### PAGE TEXT
The initial reports have been interesting. They are more focused on what didn’t happen than what did. Yesterday, we were told that it wasn’t terrorism. Today, we learn that it’s not related to the internet worm that has been making its digital rounds. One of these days they will get a handle on what actually caused the problem.
My personal interest in the matter centers not on the chaos but on the smaller stories amid the mass exodus of Manhattan and the thirsty folks of Cleveland. The “human side” of the story, as the news likes to say, really makes the outage something to watch.
Some people failed to be unique in their troubles. They were trapped in one of the thousands of elevators in New York. They were stuck on the subway, deep underground. Many found that Manhattan isn’t the easiest place to escape.
Others were more creative. Some folks looking for a little fun were caught on amusement park rides. When exactly will this coaster start to go down? A lady on the news proclaimed she was in the dentist chair when the lights went out. Sorry, I think we’re done drilling now. The radio this morning metioned that vehicles in Detroit were stuck in the car wash.
I’ve even heard rumors that this whole power outage has made accessing the internet a challenge for much of the Northeast. It seems that this whole “electricity” thing does something to make to make computer screens light up around the world. Now that sounds like a travesty.

### WORK REQUEST
In the text about the power outage, where did a woman on the news say she was when the lights went out?

### SUPPLIED DATA
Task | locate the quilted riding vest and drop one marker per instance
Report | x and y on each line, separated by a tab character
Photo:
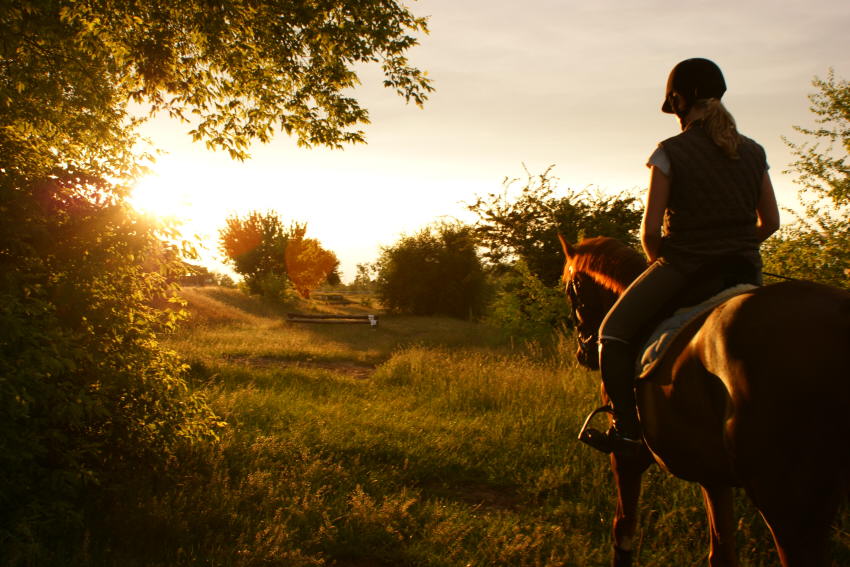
711	210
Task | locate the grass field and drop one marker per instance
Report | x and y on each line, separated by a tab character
424	442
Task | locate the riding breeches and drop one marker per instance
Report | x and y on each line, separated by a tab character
641	302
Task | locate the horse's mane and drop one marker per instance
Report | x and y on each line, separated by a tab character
608	261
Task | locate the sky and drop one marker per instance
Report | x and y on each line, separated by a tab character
520	87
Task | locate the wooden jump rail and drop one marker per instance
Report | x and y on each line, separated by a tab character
371	320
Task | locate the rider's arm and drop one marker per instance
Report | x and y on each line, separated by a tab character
767	210
653	214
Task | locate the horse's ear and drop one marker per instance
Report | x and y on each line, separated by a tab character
568	249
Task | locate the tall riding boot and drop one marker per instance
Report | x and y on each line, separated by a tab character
617	364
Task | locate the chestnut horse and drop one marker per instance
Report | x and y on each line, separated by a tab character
755	393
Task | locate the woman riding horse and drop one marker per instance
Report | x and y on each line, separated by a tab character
711	192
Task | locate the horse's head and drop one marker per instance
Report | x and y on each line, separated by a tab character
590	302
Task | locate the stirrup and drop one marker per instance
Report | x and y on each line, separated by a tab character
611	441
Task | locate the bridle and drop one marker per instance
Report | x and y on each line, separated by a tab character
587	342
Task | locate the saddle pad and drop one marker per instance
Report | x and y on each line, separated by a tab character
657	345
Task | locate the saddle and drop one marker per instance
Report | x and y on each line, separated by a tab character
708	287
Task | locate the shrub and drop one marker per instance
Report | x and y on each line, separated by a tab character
436	271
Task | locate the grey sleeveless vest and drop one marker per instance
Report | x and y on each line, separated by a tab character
711	210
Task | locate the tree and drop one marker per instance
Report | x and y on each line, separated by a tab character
436	271
527	227
90	398
308	265
256	245
817	245
520	238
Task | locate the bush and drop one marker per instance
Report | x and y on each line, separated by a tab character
436	271
525	308
90	398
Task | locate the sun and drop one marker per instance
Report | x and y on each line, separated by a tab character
164	196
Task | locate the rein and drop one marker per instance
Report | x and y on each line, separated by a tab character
777	276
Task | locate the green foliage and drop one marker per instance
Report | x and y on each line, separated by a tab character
525	308
256	245
436	456
436	271
89	394
526	227
817	245
825	171
90	400
238	69
520	237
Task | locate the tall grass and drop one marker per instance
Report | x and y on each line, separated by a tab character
441	454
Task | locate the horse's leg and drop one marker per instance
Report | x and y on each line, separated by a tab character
627	474
799	514
721	524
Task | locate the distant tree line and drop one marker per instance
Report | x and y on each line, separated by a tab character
272	258
508	262
92	404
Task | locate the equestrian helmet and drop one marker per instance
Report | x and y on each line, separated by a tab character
694	79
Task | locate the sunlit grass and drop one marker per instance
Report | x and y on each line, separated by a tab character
423	443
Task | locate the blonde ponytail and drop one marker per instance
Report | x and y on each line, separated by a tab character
720	126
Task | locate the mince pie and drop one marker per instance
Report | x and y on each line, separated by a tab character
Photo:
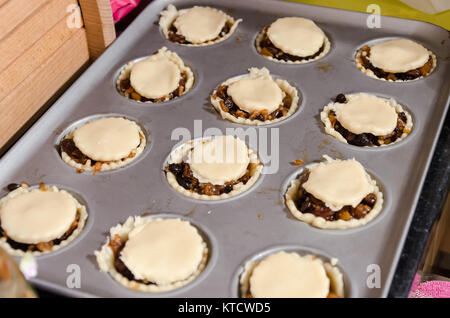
290	275
255	99
292	40
366	120
153	254
196	26
397	60
103	144
39	220
213	168
155	79
335	194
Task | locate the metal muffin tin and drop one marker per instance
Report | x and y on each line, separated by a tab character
258	221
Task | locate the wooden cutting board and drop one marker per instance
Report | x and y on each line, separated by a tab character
43	43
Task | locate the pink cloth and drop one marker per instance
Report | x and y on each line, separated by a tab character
121	8
430	289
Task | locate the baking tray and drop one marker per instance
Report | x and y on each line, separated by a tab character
258	221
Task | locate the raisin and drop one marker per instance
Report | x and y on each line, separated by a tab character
69	147
176	168
228	102
370	199
306	206
340	99
228	188
324	212
185	183
360	211
343	215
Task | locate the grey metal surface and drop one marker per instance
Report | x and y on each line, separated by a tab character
235	231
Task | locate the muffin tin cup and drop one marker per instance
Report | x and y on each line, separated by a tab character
258	220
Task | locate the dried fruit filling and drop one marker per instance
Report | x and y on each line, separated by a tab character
178	38
227	105
269	49
368	139
126	89
307	203
363	58
186	179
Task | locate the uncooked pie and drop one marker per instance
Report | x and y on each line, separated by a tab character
255	99
197	26
153	254
396	60
366	120
103	144
158	78
292	40
213	168
290	275
39	220
335	194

### TASK ANSWER
In the dentist chair.